> **Given task**:
Rewrite all of the material below, putting "roof" wherever "ceiling" appears and leaving everything else as it is.

Source data
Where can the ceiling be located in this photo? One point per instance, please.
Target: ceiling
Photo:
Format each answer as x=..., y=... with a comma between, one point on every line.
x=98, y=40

> **Complete output**:
Where can the roof be located in this photo? One point per instance, please.
Target: roof
Photo:
Format each answer as x=..., y=... with a comma between, one point on every line.
x=98, y=40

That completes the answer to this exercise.